▶ **EXTRACTED TEXT**
....


    Dr. Michael Murray, a brilliant professor of philosophy at Franklin & Marshall College, has found a reason for God to remain hidden.

    His paper on divine hiddenness is here:
    Coercion and the Hiddenness of God“, American Philosophical Quarterly, Vol 30, 1993.

    He argues that if God reveals himself too much to people, he takes away our freedom to make morally-significant decisions, including responding to his self-revelation to us. Murray argues that God stays somewhat hidden, so that he gives people space to either 1) respond to God, or 2) avoid God so we can keep our autonomy from him. God places a higher value on people having the free will to respond to him, and if he shows too much of himself he takes away their free choice to respond to him, because once he is too overt about his existence, people will just feel obligated to belief in him in order to avoid being punished.

    But believing in God just to avoid punishment is NOT what God wants for us. If it is too obvious to us that God exists and that he really will judge us, then people will respond to him and behave morally out of self-preservation. But God wants us to respond to him out of interest in him, just like we might try to get to know someone we admire. God has to dial down the immediacy of the threat of judgment, and the probability that the threat is actual. That leaves it up to us to respond to God’s veiled revelation of himself to us, in nature and in Scripture.

    (Note: I think that we don’t seek God on our own, and that he must take the initiative to reach out to us and draw us to him. But I do think that we are free to resist his revelation, at which point God stops himself short of coercing our will. We are therefore responsible for our own fate).

    The atheist’s argument is a logical/deductive argument. It aims to show that there is a contradiction between God’s will for us and his hiding from us. In order to derive a contradiction, God MUST NOT have any possible reason to remain hidden. If he has a reason for remaining hidden that is consistent with his goodness, then the argument will not go through.

....

▶ **INFORMATION GIVEN**

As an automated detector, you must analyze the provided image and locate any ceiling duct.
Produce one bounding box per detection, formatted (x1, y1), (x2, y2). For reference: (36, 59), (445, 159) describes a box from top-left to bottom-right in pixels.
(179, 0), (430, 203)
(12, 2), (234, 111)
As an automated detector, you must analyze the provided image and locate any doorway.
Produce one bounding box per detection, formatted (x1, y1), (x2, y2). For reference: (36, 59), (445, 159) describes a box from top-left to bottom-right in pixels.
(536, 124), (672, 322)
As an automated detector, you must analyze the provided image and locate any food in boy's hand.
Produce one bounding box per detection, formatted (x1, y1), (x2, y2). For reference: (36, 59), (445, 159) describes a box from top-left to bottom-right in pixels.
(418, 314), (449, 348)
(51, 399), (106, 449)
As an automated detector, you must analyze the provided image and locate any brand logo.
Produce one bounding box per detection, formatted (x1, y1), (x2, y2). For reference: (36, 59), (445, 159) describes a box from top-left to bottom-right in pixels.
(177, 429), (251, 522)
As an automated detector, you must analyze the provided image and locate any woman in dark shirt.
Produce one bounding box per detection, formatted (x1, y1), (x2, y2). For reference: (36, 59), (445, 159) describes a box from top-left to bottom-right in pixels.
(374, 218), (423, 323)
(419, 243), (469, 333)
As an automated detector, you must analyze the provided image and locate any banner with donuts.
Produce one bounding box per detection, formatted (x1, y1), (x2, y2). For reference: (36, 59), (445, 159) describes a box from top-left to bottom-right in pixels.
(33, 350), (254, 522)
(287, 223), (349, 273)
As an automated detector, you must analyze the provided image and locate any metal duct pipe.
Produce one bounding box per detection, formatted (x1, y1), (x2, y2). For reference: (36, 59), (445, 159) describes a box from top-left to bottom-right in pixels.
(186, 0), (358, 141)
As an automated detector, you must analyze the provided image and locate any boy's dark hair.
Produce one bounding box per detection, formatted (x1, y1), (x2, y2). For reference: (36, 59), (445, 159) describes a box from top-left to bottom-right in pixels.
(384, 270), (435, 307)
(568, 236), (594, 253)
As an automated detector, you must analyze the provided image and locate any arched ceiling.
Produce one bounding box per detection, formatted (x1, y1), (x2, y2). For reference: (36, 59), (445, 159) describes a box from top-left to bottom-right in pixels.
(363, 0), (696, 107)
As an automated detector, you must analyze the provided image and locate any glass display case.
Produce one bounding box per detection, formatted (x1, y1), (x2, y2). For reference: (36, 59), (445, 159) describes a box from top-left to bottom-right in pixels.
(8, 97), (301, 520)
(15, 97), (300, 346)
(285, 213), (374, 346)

....

▶ **WORK INSTRUCTIONS**
Write out the passage on divine hiddenness above, word for word, from "But believing in" to "and in Scripture.".

▶ **RESULT OF THIS TASK**
But believing in God just to avoid punishment is NOT what God wants for us. If it is too obvious to us that God exists and that he really will judge us, then people will respond to him and behave morally out of self-preservation. But God wants us to respond to him out of interest in him, just like we might try to get to know someone we admire. God has to dial down the immediacy of the threat of judgment, and the probability that the threat is actual. That leaves it up to us to respond to God’s veiled revelation of himself to us, in nature and in Scripture.